Your task is to print all of the material verbatim.

-- Begin Supplied records --

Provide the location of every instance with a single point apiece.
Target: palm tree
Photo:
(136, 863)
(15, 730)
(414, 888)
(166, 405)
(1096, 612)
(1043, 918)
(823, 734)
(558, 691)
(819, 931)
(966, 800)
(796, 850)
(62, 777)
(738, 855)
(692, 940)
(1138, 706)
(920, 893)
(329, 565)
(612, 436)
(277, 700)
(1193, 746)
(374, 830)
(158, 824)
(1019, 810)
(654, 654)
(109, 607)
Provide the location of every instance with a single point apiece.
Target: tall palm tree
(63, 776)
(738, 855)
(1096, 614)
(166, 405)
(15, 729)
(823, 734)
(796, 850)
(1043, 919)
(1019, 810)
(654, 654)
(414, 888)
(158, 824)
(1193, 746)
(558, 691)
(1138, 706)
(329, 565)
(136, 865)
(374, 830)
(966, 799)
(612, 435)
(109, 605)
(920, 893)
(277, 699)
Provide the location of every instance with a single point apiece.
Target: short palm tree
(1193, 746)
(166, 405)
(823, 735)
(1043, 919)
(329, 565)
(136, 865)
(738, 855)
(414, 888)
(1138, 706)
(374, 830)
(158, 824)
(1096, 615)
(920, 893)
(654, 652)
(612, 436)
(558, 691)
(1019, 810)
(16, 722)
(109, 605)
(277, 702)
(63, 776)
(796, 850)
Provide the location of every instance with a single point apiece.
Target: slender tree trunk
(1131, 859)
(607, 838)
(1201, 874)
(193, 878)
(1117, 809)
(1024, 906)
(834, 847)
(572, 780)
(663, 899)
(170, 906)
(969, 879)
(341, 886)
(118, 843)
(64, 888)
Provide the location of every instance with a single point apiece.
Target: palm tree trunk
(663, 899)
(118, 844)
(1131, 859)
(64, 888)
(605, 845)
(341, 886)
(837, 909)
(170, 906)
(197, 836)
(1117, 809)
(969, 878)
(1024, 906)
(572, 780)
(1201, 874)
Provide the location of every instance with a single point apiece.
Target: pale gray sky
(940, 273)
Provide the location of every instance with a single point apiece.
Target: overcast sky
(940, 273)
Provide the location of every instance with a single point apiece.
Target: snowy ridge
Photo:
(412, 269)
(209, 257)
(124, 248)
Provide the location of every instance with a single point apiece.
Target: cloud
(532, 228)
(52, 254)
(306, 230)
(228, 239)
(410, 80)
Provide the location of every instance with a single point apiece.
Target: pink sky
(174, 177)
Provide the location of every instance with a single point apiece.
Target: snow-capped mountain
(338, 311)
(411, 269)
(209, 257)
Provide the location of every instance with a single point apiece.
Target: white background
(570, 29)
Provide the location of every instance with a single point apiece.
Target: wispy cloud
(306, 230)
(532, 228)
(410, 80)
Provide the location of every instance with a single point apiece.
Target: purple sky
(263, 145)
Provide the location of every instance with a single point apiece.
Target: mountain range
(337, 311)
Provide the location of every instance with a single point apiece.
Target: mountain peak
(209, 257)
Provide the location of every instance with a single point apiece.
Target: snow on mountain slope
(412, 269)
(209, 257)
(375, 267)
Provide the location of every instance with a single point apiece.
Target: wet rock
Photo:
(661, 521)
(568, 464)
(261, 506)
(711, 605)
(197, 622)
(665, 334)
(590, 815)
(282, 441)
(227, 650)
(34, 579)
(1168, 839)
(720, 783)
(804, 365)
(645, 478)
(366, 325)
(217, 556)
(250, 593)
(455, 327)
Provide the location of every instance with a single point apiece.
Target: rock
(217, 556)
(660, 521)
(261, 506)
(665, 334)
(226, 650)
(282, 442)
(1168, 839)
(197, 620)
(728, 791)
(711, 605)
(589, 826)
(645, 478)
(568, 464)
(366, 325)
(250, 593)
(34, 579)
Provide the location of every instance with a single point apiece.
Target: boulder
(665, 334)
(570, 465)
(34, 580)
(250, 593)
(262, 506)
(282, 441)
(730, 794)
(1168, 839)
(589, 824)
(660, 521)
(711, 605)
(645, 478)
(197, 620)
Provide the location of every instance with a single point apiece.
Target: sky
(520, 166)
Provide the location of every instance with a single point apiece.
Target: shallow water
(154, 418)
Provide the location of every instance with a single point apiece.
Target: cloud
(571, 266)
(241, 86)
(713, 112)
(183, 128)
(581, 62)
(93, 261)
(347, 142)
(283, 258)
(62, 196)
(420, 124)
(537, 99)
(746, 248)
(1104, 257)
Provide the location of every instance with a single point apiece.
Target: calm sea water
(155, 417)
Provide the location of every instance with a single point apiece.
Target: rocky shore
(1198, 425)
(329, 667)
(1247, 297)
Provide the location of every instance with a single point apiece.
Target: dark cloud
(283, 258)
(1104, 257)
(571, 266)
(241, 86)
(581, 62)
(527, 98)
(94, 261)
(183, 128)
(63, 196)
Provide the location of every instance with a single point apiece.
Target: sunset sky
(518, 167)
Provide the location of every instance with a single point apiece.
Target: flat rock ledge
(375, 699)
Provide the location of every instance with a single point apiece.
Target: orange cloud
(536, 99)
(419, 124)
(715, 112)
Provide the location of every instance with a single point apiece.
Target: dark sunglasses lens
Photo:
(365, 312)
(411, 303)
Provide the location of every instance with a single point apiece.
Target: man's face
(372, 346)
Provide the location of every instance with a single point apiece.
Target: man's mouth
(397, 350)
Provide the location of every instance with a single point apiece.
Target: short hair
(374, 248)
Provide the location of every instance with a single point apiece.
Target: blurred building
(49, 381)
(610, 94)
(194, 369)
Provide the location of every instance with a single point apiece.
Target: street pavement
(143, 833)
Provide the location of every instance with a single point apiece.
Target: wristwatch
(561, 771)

-- End Supplied records --

_Task solution_
Provide the location of every instance with a single point apiece.
Target: palm tree
Photo:
(136, 863)
(15, 730)
(414, 888)
(166, 405)
(1096, 612)
(1043, 918)
(823, 734)
(558, 691)
(819, 931)
(966, 800)
(796, 850)
(62, 777)
(738, 855)
(692, 940)
(1138, 706)
(920, 893)
(329, 565)
(612, 436)
(277, 700)
(1193, 746)
(374, 830)
(158, 824)
(1019, 810)
(654, 654)
(109, 607)
Provide the location of every instance with a single point apiece.
Target: tall palm tree
(63, 776)
(738, 855)
(1096, 614)
(166, 405)
(15, 729)
(823, 734)
(796, 850)
(1043, 919)
(1019, 810)
(654, 654)
(414, 888)
(158, 824)
(1193, 746)
(558, 691)
(1138, 706)
(329, 565)
(136, 865)
(374, 830)
(966, 799)
(612, 435)
(109, 605)
(920, 893)
(277, 699)
Provide the location of every instance with a single point apiece.
Target: short palm tree
(1193, 746)
(166, 405)
(823, 735)
(1043, 919)
(329, 565)
(136, 865)
(738, 855)
(414, 888)
(1138, 706)
(374, 830)
(158, 824)
(1096, 615)
(920, 893)
(654, 652)
(612, 436)
(558, 691)
(1019, 810)
(16, 722)
(109, 605)
(277, 702)
(63, 776)
(796, 850)
Provide the location of every instance with a single point apiece.
Target: slender tree trunk
(1131, 859)
(607, 838)
(1201, 874)
(193, 878)
(1117, 809)
(1024, 906)
(834, 847)
(572, 780)
(663, 899)
(170, 906)
(969, 879)
(341, 886)
(118, 843)
(64, 888)
Provide the location of every instance with a single point apiece.
Target: palm tree trunk
(663, 899)
(118, 844)
(1131, 859)
(64, 888)
(605, 845)
(341, 886)
(837, 909)
(170, 906)
(197, 836)
(1117, 809)
(969, 878)
(1024, 906)
(572, 780)
(1201, 874)
Provide the location of every instance with a single point apiece.
Target: pale gray sky
(940, 273)
Provide the location of every instance with a single point apiece.
Target: overcast sky
(940, 273)
Provide the location of every instance with a single point apiece.
Target: snowy ridge
Photo:
(412, 269)
(209, 257)
(124, 248)
Provide the location of every instance with a single point apiece.
Target: cloud
(532, 228)
(52, 254)
(306, 230)
(228, 239)
(410, 80)
Provide the location of every instance with a single point apiece.
Target: pink sky
(174, 177)
Provide the location of every instance with a single point apiece.
Target: snow-capped mountain
(338, 311)
(411, 269)
(209, 257)
Provide the location of every instance with a single point apiece.
Target: white background
(570, 29)
Provide the location of every instance with a single point apiece.
Target: wispy cloud
(306, 230)
(532, 228)
(410, 80)
Provide the location of every instance with a single point apiece.
Target: purple sky
(263, 145)
Provide the location of every instance with a single point apiece.
Target: mountain range
(337, 311)
Provide the location of every instance with a single point apiece.
Target: mountain peak
(209, 257)
Provide the location of every instance with a single point apiece.
Target: snow on mountain slope
(412, 269)
(209, 257)
(375, 267)
Provide the location of every instance with a single point apiece.
Target: wet rock
Photo:
(661, 521)
(568, 464)
(261, 506)
(711, 605)
(197, 622)
(665, 334)
(590, 815)
(282, 441)
(227, 650)
(34, 579)
(1168, 839)
(720, 783)
(804, 365)
(645, 478)
(366, 325)
(217, 556)
(250, 593)
(455, 327)
Provide the location of every instance with a single point apiece.
Target: rock
(217, 556)
(660, 521)
(261, 506)
(665, 334)
(226, 650)
(282, 442)
(1168, 839)
(197, 620)
(728, 791)
(711, 605)
(589, 826)
(645, 478)
(568, 464)
(366, 325)
(250, 593)
(34, 579)
Provide the location of every instance with a single point apiece.
Target: boulder
(665, 334)
(570, 465)
(34, 580)
(250, 593)
(262, 506)
(282, 441)
(730, 794)
(1168, 839)
(589, 824)
(660, 521)
(711, 605)
(645, 478)
(197, 620)
Provide the location of every instance with a single point apiece.
Target: sky
(520, 166)
Provide the location of every instance with a single point apiece.
Target: shallow water
(154, 418)
Provide the location of every instance with a single point apiece.
Target: cloud
(571, 266)
(241, 86)
(713, 112)
(183, 128)
(581, 62)
(93, 261)
(347, 142)
(283, 258)
(62, 196)
(420, 124)
(537, 99)
(746, 248)
(1104, 257)
Provide the location of every instance with a single point apiece.
Target: calm sea water
(155, 417)
Provide the location of every instance with a single point apiece.
Target: rocky shore
(1198, 425)
(329, 667)
(1247, 297)
Provide the location of every instance with a single point apiece.
Target: dark cloud
(283, 258)
(1104, 257)
(571, 266)
(241, 86)
(581, 62)
(527, 98)
(94, 261)
(183, 128)
(63, 196)
Provide the location of every instance with a single point apiece.
Target: sunset sky
(518, 167)
Provide the location of every instance with a single point apiece.
Target: flat rock ledge
(375, 699)
Provide the location of every instance with a single point apiece.
Target: orange cloud
(536, 99)
(419, 124)
(715, 112)
Provide the location of every instance with a single point apiece.
Target: dark sunglasses lens
Photo:
(365, 312)
(411, 303)
Provide the location of every instance with a single point apiece.
Target: man's face
(372, 346)
Provide the location of every instance with a single point apiece.
Target: man's mouth
(397, 350)
Provide the location of every instance with a single point apiece.
Target: short hair
(374, 248)
Provide the location of every instance with a single point apiece.
Target: blurred building
(49, 381)
(610, 94)
(194, 369)
Provide the location of every instance with a single point apiece.
Target: street pavement
(143, 833)
Provide the location of every instance with a single point apiece.
Target: wristwatch
(561, 771)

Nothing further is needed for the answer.